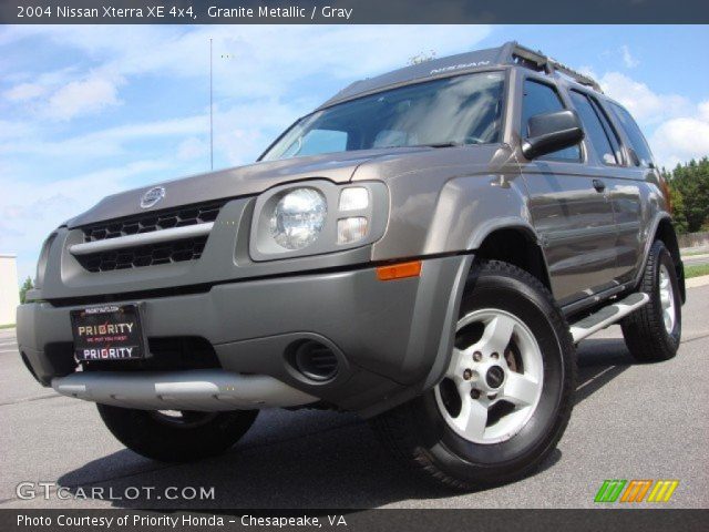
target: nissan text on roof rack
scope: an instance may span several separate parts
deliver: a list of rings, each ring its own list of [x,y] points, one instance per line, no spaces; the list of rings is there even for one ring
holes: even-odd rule
[[[575,345],[674,357],[684,269],[628,112],[511,42],[347,86],[250,165],[109,196],[43,245],[22,359],[126,447],[220,453],[260,409],[371,420],[470,489],[555,448]]]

== EXERCICE PROPOSÉ ==
Recopiez à l'identique toutes les lignes des entrées ci-dessus, en omettant les images.

== RÉPONSE À L'EXERCICE ==
target: nissan text on roof rack
scope: an instance may span several separate parts
deliver: a list of rings, each ring its own list of [x,y] points, one instance per line, no spaces; the list of rings is there even for one ring
holes: even-odd rule
[[[575,345],[674,357],[684,269],[628,112],[511,42],[347,86],[250,165],[109,196],[43,245],[22,359],[126,447],[220,453],[260,409],[371,420],[470,489],[555,448]]]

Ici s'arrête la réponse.